### Exercise task
Reproduce each line exactly, including spacing and punctuation.

### Recorded information
+++

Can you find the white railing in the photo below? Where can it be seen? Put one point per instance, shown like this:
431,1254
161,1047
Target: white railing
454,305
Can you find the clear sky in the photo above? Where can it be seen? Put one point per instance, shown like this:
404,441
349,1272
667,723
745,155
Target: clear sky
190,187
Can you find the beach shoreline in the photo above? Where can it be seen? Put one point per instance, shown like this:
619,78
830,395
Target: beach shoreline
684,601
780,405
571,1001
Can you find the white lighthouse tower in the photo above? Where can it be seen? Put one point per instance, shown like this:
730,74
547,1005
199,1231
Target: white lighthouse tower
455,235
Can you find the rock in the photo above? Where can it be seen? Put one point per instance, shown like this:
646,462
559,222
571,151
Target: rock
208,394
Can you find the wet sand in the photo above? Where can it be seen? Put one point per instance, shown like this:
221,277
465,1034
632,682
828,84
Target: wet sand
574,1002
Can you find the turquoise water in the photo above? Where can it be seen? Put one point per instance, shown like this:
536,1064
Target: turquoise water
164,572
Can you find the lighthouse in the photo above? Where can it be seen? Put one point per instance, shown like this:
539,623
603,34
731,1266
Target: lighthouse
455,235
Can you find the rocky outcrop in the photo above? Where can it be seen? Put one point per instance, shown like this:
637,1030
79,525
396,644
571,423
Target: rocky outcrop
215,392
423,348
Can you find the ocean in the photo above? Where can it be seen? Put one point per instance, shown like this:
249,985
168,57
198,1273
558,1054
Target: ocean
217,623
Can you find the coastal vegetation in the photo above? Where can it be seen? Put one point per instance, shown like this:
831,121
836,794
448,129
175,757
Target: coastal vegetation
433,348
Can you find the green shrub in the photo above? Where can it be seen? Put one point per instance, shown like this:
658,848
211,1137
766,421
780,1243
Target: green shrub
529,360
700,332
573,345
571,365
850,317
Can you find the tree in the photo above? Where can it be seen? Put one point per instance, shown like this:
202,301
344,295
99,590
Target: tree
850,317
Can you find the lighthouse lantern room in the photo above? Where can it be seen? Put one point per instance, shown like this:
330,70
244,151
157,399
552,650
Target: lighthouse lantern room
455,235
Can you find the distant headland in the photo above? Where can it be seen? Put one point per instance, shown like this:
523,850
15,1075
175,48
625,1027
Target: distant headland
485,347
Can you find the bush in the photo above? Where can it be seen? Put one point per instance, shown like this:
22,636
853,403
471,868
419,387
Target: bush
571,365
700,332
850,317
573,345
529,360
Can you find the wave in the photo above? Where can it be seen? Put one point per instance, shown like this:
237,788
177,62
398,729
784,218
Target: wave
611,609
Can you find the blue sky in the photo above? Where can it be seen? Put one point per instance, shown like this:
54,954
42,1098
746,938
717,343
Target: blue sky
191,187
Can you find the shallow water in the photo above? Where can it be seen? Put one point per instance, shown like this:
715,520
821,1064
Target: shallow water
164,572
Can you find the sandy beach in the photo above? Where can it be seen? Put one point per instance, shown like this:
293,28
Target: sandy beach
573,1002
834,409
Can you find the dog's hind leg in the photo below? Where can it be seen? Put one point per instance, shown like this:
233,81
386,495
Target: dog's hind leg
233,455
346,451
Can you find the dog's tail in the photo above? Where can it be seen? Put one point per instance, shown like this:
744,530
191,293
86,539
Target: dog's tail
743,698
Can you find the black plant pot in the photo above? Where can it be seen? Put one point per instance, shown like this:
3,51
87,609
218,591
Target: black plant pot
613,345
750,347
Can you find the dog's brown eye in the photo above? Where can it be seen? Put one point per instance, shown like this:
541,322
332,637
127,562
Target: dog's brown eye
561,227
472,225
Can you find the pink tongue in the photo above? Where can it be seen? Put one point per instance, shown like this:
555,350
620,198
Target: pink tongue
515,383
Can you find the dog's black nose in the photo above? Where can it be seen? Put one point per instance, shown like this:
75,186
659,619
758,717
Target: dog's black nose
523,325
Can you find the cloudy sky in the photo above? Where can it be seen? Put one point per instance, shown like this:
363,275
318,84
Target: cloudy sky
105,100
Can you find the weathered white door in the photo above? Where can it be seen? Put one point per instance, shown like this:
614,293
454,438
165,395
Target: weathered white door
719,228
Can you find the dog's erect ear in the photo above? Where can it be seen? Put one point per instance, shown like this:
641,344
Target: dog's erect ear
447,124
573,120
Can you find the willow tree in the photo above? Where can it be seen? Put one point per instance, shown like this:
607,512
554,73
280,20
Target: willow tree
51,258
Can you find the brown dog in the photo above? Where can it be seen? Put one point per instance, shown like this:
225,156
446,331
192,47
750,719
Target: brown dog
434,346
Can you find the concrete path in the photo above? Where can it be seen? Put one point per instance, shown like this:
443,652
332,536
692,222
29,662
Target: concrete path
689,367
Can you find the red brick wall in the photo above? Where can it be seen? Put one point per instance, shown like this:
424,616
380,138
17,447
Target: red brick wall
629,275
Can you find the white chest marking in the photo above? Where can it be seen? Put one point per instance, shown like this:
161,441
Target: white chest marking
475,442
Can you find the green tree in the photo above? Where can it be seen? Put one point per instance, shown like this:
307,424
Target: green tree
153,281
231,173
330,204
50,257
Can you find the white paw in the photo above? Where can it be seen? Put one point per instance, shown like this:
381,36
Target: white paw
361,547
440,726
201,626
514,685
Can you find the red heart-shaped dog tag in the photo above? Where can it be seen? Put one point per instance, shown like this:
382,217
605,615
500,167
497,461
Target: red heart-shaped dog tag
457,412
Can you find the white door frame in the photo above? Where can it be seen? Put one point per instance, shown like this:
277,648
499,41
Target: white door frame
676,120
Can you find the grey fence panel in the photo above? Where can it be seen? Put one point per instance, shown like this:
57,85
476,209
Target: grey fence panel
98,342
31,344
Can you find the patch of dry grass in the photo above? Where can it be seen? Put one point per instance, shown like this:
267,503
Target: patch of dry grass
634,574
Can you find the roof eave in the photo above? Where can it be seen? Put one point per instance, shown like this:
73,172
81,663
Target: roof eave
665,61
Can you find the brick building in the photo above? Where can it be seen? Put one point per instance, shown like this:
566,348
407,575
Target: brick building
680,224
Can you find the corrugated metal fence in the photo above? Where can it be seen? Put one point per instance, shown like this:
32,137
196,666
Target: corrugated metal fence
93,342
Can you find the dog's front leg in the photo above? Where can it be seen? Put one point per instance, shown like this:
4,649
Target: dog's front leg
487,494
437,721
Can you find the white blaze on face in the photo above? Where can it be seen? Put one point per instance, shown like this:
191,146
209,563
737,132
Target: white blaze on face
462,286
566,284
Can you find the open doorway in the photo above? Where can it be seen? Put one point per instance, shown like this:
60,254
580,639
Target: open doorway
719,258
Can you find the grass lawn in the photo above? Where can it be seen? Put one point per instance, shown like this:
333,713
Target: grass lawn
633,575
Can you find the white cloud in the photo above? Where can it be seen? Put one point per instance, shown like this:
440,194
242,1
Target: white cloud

+++

### Answer to the exercise
Can you find the white railing in the photo below? Where can it be seen? Put one point per instance, shown like this:
431,1254
161,1047
Target: white railing
454,305
Can you find the clear sky in the photo above? Where can it be seen? Put one point per instance, shown like this:
404,441
349,1272
667,723
745,155
Target: clear sky
190,187
Can you find the beach shoreline in the photo above? Where can it be seen? Put one point per instance, shown like this:
619,78
830,395
Target: beach shoreline
684,601
780,405
571,1001
Can you find the white lighthouse tower in the photo above? Where can it be seen? Put one point per instance, shown like this:
730,74
547,1005
199,1231
Target: white lighthouse tower
455,235
Can you find the rock in the photo above? Where can it be seen? Put one point per instance, shown like this:
646,462
559,222
571,151
Target: rock
208,394
Can you find the wet sand in the photo above? Where can it be seen? Put one point per instance, shown like this:
221,277
465,1034
632,682
828,84
Target: wet sand
574,1002
Can you find the turquoise water in the photo above? Where can it be seen? Put one point per instance, shown like this:
536,1064
Target: turquoise water
164,572
Can you find the lighthouse in the photo above? Where can it be seen? Put one point per instance, shown like this:
539,623
603,34
731,1266
Target: lighthouse
455,235
Can you find the rocky outcrop in the photo above? Where can it be seen? Put one point per instance, shown like this:
637,1030
79,525
396,644
571,423
Target: rocky outcrop
215,392
423,348
Can you find the ocean in the photo above? Where can it be seen? Put one point per instance, shown like this:
249,985
168,57
198,1273
558,1054
Target: ocean
217,623
Can you find the coastal vegetation in the photo above? Where can it be seen? Put one point per instance, shown like this:
831,121
836,794
448,129
175,757
Target: coastal vegetation
433,348
Can you find the green shrub in the photo above? Where can it be seen? Put one point per instance, shown like this:
658,848
211,1137
766,421
780,1243
Target: green shrub
529,360
700,332
573,345
571,365
850,317
Can you find the tree in the photo above? Where can it be seen? Put one point per instance, shown like this:
202,301
344,295
99,590
Target: tree
850,317
Can you find the lighthouse lantern room in the photo above? Where can it be seen? Put one point per instance, shown like this:
330,70
244,151
157,399
552,650
Target: lighthouse lantern room
455,235
Can you find the distant headland in the photo above? Where can it be seen? Put one point per instance, shown like this:
523,850
15,1075
175,48
625,1027
Target: distant headland
485,347
Can you find the bush in the photo above? Where can it be seen? Put one point per instance, shown like this:
22,636
853,403
471,868
419,387
Target: bush
571,365
700,332
850,317
573,345
529,360
Can you find the wave in the photo above? Where can it be seen? Put one point per instance, shown like this:
237,788
177,62
398,729
784,218
Target: wave
611,609
Can you find the blue sky in the photo above? Where can it be seen? Put one point per instance, shown like this:
54,954
42,1098
746,938
717,343
Target: blue sky
191,187
Can you find the shallow water in the photo above? Where can it be seen? Put one point per instance, shown like this:
715,520
821,1064
Target: shallow water
164,572
Can you find the sandy beach in the photo above? Where can it be seen? Put one point per instance, shown like this:
293,28
Target: sandy beach
573,1002
834,409
Can you find the dog's hind leg in the photo below? Where can it be seen? Put one point per instance, shown like this:
233,81
386,495
Target: dog's hind leg
233,455
346,451
Can you find the dog's tail in the photo above? Where can it be seen? Put one point per instance, shown like this:
744,530
191,293
86,539
Target: dog's tail
743,698
Can you find the black plant pot in the photo above? Where can it be seen? Put one point per instance, shown like this:
3,51
87,609
218,591
Target: black plant pot
613,345
750,347
Can you find the dog's brown eye in the photo above? Where can it be seen? Put one point per instance, shown like this:
541,322
332,637
127,562
Target: dog's brown eye
561,227
472,225
Can you find the pink tongue in the photo above? Where can it be seen? Put one point per instance, shown like this:
555,350
620,198
Target: pink tongue
515,383
Can you find the dog's black nose in the photo above? Where can it be seen? Put one point per instance, shown like this:
75,186
659,619
758,717
Target: dog's black nose
523,325
Can you find the cloudy sky in the photo above? Where can it be seen? Put one point per instance, shown like this:
363,275
318,84
Target: cloudy sky
105,100
Can you find the weathered white door in the photo above? Where can it be seen? Put one point per instance, shown like this:
614,293
454,438
165,395
Target: weathered white door
719,228
Can you find the dog's erect ear in the photo above? Where can it be seen? Put one point per instance, shown like this:
641,344
Target: dog's erect ear
447,124
573,120
Can you find the willow tree in the photo above? Where can it be seen? Put one point per instance, shown like this:
607,512
554,73
280,20
Target: willow tree
51,258
Can you find the brown dog in the photo above? Where can it be seen? Put one point per instance, shown like this:
225,156
446,331
192,47
750,719
Target: brown dog
434,346
Can you find the concrete path in the photo above? Where can it be seen? Put one point per instance, shown like this:
443,652
332,536
692,222
29,662
Target: concrete path
689,367
Can you find the red brick wall in the photo above? Where can it be seen? Put one point per instance, shown like this:
424,616
380,138
17,447
Target: red brick wall
629,275
Can you find the white chest marking in the photo above? Where can it be seen? Put one point per instance, shown like this:
161,441
Target: white chest marking
475,442
Can you find the green tree in the photo above? Where can it be seen? Put one point per instance, shown like this:
307,424
Target: green tree
153,281
231,173
330,204
50,257
Can you find the white paw in the photo above? Where can it be seen? Put one point per instance, shown like this:
381,36
Target: white paw
361,547
440,726
201,626
514,685
Can you find the red heart-shaped dog tag in the photo above? Where can it be seen? Put one point per instance, shown like this:
382,217
605,615
500,167
497,461
Target: red heart-shaped dog tag
457,412
Can you find the white door frame in the photo above? Where can it be seen? Put one point per instance, shown like this:
277,648
499,41
Target: white door frame
676,120
Can you find the grey fence panel in the photo above? Where can it be seen? Put one point per instance, shown like this:
57,85
476,209
Target: grey fence panel
98,342
31,344
Can you find the patch of dry grass in the photo above? Where can it be seen? Put one point per instance, shown like this:
267,503
Target: patch of dry grass
634,574
Can you find the roof eave in the photo above? Where can it be seen? Put one point per instance, shown like this:
73,172
81,663
Target: roof eave
665,61
Can you find the brick building in the photo above? Where can it be seen? Put one point per instance, shown like this:
566,348
407,575
Target: brick building
680,224
Can you find the corrugated metal fence in the photo above? Where can it be seen? Put one point per instance, shown like this:
32,137
196,666
Target: corrugated metal fence
93,342
Can you find the dog's front leg in the photo above? Where can it be seen? Put one point per instance, shown like this:
4,649
Target: dog's front leg
487,494
437,721
Can you find the white blaze on face in the photo above? Where can it be seen? Put one point per instance, shown like this:
191,146
209,563
737,132
Target: white blaze on face
462,286
566,284
Can you find the open doorway in the photo above? Where can it be seen? Put one point per instance, shown like this:
60,254
580,639
Target: open doorway
719,258
Can you find the grass lawn in the photo above? Where can it be seen? Put one point per instance, shown like this:
333,713
Target: grass lawn
633,575
Can you find the white cloud in the photo above? Where can it be seen? Put one point per instance, shown like this:
440,194
242,1
Target: white cloud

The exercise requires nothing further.